■ EXCERPTED PASSAGE:
• • • • • • •

Needless all of them were hardcore Communists and self-declared warriors against not only British imperialism but imperialism of all hues. They were fanatics of the new politico-economic cult called socialism. Socialism alone held the magic key to solve all the dire economic problems of India and they became its most bigoted missionaries. Among other things, they demanded justice for the “tillers of the soil” and incorporated these themes in their writings and plays.
However, a core facet of the IPWA that has shrewdly been obscured is the fact that by all accounts, it was overwhelmingly dominated by Muslims. A good number of Hindus who were members of this cult had to toe the line. The situation that emerges after a historical survey of the IPWA is that it preached socialism, equality, and justice to Hindu writers who were ignorant, stupid, naïve or arrogant enough to be brainwashed by Communism while it was an extremely safe haven for Muslims schooled by the legacy of the arch-bigot and architect of Pakistan, Syed Ahmed Khan. There’s a fundamental reason why the Communists have always been wiped out when their illicit alliance with Islamists came to fruition: look at Kerala and Bengal today, and consider what Ayatollah Kohemini did to the Communists in Iran.

• • • • • • •

Stored entries:
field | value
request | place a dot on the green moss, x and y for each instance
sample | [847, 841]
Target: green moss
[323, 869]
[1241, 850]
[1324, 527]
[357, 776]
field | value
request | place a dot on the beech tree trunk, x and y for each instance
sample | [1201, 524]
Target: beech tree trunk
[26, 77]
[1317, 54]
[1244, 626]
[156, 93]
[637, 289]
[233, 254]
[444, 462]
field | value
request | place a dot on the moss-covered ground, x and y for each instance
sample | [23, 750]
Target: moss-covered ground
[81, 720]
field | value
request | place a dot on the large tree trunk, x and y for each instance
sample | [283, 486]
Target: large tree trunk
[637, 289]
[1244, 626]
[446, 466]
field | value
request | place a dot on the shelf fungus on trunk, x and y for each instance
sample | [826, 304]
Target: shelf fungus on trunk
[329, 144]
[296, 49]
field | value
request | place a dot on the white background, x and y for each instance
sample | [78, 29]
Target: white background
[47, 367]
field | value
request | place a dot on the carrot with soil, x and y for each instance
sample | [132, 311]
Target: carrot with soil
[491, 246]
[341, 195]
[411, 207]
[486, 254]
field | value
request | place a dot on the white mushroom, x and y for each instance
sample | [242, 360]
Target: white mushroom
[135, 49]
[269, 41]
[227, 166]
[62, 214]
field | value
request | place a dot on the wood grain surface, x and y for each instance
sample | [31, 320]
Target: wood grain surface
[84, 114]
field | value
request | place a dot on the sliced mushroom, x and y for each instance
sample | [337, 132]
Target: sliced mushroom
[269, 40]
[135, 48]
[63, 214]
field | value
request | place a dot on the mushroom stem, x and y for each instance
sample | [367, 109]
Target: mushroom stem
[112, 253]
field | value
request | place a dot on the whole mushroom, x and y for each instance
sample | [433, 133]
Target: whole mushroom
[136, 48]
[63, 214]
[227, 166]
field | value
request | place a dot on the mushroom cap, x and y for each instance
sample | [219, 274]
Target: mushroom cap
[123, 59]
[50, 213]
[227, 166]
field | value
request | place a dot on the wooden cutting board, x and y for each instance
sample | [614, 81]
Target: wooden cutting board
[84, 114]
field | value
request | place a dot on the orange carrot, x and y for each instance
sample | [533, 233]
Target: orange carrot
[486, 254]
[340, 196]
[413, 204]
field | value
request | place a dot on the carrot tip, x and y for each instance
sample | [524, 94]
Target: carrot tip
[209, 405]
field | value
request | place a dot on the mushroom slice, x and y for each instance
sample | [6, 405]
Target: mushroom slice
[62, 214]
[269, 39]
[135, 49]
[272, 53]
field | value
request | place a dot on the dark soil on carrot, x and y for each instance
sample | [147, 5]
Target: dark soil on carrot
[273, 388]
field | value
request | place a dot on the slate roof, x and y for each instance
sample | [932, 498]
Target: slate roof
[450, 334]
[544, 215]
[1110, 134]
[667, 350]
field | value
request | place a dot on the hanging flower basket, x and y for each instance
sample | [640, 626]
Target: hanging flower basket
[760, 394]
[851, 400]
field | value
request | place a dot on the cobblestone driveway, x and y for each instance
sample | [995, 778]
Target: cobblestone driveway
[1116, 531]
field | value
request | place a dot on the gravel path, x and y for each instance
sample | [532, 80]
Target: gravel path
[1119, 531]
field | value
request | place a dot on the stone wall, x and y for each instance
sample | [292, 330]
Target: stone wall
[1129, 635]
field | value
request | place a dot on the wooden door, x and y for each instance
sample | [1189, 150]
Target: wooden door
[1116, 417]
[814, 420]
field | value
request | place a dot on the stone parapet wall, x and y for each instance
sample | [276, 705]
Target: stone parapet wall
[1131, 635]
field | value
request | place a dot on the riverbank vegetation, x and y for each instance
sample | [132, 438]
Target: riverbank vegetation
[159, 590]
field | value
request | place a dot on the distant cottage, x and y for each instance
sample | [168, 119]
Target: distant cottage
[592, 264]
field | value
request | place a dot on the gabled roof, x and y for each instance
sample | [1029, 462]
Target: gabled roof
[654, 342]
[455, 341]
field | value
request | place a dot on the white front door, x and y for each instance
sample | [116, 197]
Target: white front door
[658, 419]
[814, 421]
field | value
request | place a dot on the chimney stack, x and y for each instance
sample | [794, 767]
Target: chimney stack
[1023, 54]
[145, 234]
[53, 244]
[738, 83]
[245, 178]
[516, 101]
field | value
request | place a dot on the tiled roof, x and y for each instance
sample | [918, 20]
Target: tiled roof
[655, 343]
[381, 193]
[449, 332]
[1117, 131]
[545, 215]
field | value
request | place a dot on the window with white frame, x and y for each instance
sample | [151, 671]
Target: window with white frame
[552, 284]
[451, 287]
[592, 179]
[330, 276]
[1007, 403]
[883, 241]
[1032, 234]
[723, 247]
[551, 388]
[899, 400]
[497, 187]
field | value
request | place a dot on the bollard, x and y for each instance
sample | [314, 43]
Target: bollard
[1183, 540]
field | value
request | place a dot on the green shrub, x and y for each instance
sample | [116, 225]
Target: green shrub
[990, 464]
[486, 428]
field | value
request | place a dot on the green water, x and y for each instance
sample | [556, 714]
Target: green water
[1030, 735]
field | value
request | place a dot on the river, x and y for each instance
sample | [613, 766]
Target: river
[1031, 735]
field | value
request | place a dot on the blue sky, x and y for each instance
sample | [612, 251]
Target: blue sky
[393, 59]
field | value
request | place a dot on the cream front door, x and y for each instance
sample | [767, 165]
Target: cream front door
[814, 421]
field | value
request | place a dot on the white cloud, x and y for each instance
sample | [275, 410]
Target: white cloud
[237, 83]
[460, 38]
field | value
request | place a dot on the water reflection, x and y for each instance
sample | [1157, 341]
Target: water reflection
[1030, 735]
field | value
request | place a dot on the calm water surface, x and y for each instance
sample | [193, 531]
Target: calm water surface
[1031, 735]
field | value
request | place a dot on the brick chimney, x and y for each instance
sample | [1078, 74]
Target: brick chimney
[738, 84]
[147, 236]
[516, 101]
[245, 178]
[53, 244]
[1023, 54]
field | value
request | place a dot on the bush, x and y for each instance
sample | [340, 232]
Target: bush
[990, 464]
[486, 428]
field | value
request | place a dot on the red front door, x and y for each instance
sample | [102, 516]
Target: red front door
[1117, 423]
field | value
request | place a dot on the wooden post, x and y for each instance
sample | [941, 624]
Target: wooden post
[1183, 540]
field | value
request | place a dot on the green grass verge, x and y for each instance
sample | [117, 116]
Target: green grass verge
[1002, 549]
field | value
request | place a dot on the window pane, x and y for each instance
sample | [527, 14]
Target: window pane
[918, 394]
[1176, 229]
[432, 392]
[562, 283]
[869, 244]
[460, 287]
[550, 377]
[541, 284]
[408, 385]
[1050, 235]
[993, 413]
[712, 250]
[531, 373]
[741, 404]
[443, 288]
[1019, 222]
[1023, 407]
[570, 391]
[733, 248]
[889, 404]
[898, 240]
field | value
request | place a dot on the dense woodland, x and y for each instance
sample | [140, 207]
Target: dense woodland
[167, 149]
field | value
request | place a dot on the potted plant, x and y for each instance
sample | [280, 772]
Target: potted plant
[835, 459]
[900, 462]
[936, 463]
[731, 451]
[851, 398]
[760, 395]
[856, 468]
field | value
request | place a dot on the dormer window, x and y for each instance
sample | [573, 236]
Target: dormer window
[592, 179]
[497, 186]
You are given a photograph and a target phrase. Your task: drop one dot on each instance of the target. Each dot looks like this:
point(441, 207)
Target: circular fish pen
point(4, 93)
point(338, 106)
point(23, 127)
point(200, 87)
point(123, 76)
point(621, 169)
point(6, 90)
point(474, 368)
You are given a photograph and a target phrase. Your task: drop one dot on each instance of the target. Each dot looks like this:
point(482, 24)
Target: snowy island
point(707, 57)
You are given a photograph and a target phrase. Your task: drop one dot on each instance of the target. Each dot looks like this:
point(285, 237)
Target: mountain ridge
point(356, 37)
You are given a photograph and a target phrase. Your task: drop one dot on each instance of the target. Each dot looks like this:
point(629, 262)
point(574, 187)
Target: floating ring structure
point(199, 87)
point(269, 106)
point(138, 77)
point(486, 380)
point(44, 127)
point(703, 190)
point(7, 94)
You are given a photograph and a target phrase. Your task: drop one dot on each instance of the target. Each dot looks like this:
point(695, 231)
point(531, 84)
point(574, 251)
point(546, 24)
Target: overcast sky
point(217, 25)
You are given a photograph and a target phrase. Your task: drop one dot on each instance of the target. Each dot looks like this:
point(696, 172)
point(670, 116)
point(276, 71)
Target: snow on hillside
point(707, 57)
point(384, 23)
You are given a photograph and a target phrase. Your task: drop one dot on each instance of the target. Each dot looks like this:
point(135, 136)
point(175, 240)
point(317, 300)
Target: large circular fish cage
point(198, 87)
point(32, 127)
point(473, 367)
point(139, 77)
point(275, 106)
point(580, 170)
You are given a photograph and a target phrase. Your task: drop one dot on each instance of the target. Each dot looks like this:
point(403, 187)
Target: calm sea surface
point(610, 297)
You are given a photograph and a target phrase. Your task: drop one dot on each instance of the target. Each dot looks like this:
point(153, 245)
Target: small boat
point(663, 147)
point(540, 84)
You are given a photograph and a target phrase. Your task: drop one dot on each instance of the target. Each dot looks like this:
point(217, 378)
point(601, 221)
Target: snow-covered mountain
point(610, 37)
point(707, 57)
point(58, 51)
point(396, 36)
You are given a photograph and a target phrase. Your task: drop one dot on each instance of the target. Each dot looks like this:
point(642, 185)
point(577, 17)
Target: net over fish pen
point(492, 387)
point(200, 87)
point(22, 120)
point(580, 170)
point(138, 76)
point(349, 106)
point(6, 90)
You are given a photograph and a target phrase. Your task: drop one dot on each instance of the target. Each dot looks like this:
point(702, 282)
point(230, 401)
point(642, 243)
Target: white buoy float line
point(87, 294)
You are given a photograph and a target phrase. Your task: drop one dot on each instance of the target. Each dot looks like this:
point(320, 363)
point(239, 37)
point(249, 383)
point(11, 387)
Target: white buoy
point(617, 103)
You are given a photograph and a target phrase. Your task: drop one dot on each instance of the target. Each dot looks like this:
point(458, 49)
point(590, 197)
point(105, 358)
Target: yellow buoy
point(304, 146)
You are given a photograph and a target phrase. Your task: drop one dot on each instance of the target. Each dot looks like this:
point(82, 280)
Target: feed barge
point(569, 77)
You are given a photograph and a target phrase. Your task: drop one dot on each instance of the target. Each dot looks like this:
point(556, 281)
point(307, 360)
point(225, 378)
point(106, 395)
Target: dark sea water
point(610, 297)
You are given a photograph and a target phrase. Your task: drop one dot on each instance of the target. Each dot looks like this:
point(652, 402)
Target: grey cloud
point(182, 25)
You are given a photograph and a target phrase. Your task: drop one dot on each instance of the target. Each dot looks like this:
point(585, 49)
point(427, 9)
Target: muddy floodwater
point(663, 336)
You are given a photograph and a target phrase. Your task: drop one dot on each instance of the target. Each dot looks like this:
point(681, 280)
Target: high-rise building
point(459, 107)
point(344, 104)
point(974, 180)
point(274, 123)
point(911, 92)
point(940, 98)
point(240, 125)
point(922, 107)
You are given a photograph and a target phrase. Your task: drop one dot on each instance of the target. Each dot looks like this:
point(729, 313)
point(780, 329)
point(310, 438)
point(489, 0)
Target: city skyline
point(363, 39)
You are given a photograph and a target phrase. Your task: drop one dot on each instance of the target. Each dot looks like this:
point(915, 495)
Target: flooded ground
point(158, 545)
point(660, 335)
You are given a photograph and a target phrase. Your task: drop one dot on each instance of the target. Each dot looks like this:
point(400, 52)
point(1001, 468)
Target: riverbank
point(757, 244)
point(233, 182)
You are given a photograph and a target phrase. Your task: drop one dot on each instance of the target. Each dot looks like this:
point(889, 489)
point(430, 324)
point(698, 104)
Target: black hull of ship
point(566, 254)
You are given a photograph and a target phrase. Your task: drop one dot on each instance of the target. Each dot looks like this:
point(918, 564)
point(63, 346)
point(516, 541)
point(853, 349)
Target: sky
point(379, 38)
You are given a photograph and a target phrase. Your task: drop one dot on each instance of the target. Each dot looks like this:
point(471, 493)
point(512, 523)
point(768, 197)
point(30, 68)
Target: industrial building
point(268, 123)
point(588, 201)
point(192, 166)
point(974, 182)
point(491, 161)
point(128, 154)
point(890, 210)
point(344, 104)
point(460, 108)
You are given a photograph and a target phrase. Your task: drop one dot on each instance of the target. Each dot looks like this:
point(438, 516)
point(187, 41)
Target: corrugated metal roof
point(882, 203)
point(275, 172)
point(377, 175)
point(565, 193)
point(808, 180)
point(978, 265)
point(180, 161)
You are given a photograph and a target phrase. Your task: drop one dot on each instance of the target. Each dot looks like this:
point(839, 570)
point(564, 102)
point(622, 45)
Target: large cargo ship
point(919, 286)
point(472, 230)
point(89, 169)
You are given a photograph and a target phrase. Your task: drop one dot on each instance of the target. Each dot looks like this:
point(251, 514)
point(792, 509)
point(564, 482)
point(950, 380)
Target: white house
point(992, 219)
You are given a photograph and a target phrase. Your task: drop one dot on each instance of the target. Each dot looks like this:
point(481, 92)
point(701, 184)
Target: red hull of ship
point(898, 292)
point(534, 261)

• • • • • • •

■ ASSIGNMENT 1:
Using the passage on the IPWA, decide whether each statement agrees with it. For each, answer yes or no and quote the deciding words.
(a) The IPWA was overwhelmingly dominated by Muslims.
(b) The members demanded justice for factory workers.
(c) Hindu members of the IPWA were free to go their own way.
■ ASSIGNMENT 2:
Return, word for word, the part of the IPWA passage that begins at the words "Needless all of" and stops after the words "writings and plays.".

■ EXPECTED OUTPUT 1:
(a) Yes: "it was overwhelmingly dominated by Muslims"
(b) No: "they demanded justice for the “tillers of the soil”"
(c) No: "A good number of Hindus who were members of this cult had to toe the line."

■ EXPECTED OUTPUT 2:
Needless all of them were hardcore Communists and self-declared warriors against not only British imperialism but imperialism of all hues. They were fanatics of the new politico-economic cult called socialism. Socialism alone held the magic key to solve all the dire economic problems of India and they became its most bigoted missionaries. Among other things, they demanded justice for the “tillers of the soil” and incorporated these themes in their writings and plays.